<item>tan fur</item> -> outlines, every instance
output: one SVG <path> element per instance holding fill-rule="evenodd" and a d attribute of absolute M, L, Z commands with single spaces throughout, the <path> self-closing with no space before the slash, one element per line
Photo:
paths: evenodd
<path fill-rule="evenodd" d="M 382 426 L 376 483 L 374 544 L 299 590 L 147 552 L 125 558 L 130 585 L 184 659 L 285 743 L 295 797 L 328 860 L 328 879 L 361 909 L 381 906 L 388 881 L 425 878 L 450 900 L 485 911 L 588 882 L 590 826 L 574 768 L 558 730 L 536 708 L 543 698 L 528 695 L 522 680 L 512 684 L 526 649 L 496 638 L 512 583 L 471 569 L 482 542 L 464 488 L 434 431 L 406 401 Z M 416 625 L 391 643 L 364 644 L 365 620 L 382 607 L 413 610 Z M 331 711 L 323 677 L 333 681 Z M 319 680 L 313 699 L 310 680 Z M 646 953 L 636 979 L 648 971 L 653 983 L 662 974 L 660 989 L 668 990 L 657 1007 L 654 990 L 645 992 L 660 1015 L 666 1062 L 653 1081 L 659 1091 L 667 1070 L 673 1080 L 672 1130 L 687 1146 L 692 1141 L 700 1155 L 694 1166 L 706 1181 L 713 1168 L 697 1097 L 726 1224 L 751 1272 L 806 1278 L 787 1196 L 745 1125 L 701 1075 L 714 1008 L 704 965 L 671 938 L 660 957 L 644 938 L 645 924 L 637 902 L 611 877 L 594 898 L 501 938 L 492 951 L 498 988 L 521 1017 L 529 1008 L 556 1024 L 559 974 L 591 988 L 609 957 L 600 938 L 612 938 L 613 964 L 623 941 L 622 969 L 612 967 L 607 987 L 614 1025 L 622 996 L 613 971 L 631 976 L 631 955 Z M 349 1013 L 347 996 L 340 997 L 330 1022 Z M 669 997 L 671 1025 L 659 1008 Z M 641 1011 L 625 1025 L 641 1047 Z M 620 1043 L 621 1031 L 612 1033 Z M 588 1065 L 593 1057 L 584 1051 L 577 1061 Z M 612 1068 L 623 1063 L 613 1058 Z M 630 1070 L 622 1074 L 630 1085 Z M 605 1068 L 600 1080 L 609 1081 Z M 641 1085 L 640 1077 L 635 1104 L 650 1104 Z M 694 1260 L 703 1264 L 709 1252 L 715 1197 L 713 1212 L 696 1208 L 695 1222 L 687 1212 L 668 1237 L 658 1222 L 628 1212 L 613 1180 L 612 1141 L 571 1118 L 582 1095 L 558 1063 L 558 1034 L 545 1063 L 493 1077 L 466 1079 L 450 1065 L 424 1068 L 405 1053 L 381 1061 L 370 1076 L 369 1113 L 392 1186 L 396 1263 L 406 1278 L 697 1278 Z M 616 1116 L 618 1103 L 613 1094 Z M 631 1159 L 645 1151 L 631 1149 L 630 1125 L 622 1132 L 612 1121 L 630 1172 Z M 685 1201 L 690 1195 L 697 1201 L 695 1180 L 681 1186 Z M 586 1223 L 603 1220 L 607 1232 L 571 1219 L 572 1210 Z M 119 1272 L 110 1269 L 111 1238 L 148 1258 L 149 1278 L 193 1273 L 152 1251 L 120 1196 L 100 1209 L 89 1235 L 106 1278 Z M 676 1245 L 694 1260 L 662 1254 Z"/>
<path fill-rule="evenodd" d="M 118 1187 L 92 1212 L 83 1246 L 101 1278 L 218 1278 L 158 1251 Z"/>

**GOAL OF THE EXERCISE**: Output every line of the entries as a JSON list of strings, one string per line, leaving out blank lines.

**EXERCISE SOLUTION**:
[
  "<item>tan fur</item> -> outlines, every instance",
  "output: one SVG <path> element per instance holding fill-rule=\"evenodd\" and a d attribute of absolute M, L, Z commands with single spaces throughout, the <path> self-closing with no space before the slash, one element per line",
  "Photo:",
  "paths: evenodd",
  "<path fill-rule=\"evenodd\" d=\"M 382 426 L 376 483 L 374 544 L 299 590 L 147 552 L 125 558 L 130 585 L 184 659 L 285 743 L 295 797 L 328 860 L 328 879 L 361 909 L 381 906 L 388 881 L 425 878 L 450 900 L 485 911 L 588 882 L 590 826 L 574 768 L 558 730 L 536 708 L 543 698 L 528 695 L 522 680 L 512 684 L 526 649 L 496 638 L 512 583 L 471 569 L 482 542 L 464 488 L 434 431 L 406 401 Z M 416 625 L 391 643 L 364 644 L 365 620 L 382 607 L 413 610 Z M 331 711 L 323 677 L 333 681 Z M 319 680 L 313 699 L 310 680 Z M 646 953 L 636 979 L 648 971 L 653 983 L 662 974 L 660 989 L 668 990 L 657 1007 L 654 990 L 645 992 L 660 1015 L 666 1062 L 653 1081 L 659 1091 L 667 1070 L 673 1080 L 672 1130 L 687 1146 L 692 1141 L 700 1155 L 694 1166 L 706 1181 L 713 1168 L 697 1097 L 726 1224 L 751 1272 L 806 1278 L 787 1196 L 745 1125 L 701 1075 L 714 1008 L 704 965 L 671 938 L 660 957 L 644 938 L 645 924 L 637 902 L 611 877 L 594 898 L 501 938 L 492 951 L 498 988 L 521 1017 L 529 1008 L 556 1024 L 559 974 L 591 988 L 609 957 L 600 938 L 612 938 L 613 964 L 623 941 L 622 969 L 612 967 L 607 987 L 614 1025 L 622 996 L 613 971 L 631 976 L 631 955 Z M 349 1013 L 347 996 L 340 997 L 330 1022 Z M 669 997 L 671 1025 L 659 1008 Z M 641 1011 L 625 1025 L 641 1047 Z M 620 1043 L 621 1031 L 612 1033 Z M 588 1065 L 593 1057 L 584 1051 L 577 1061 Z M 612 1068 L 623 1063 L 613 1058 Z M 630 1070 L 622 1074 L 630 1085 Z M 605 1068 L 600 1080 L 609 1081 Z M 641 1085 L 640 1077 L 635 1104 L 650 1104 Z M 694 1260 L 703 1264 L 709 1252 L 715 1197 L 713 1212 L 696 1208 L 695 1222 L 687 1212 L 668 1237 L 658 1222 L 628 1212 L 613 1180 L 612 1141 L 571 1118 L 582 1095 L 558 1063 L 558 1034 L 545 1063 L 493 1077 L 466 1079 L 450 1065 L 424 1068 L 405 1053 L 381 1061 L 370 1076 L 369 1113 L 392 1186 L 396 1263 L 406 1278 L 697 1278 Z M 616 1116 L 618 1103 L 613 1094 Z M 631 1159 L 645 1151 L 631 1149 L 630 1125 L 622 1132 L 612 1121 L 630 1172 Z M 685 1201 L 690 1195 L 697 1201 L 695 1180 L 681 1186 Z M 586 1223 L 603 1220 L 607 1232 L 571 1219 L 572 1210 Z M 119 1272 L 110 1269 L 111 1238 L 148 1258 L 149 1278 L 193 1273 L 152 1251 L 120 1196 L 100 1209 L 89 1235 L 106 1278 Z M 676 1245 L 694 1260 L 662 1254 Z\"/>",
  "<path fill-rule=\"evenodd\" d=\"M 118 1187 L 92 1212 L 83 1246 L 101 1278 L 218 1278 L 158 1251 Z\"/>"
]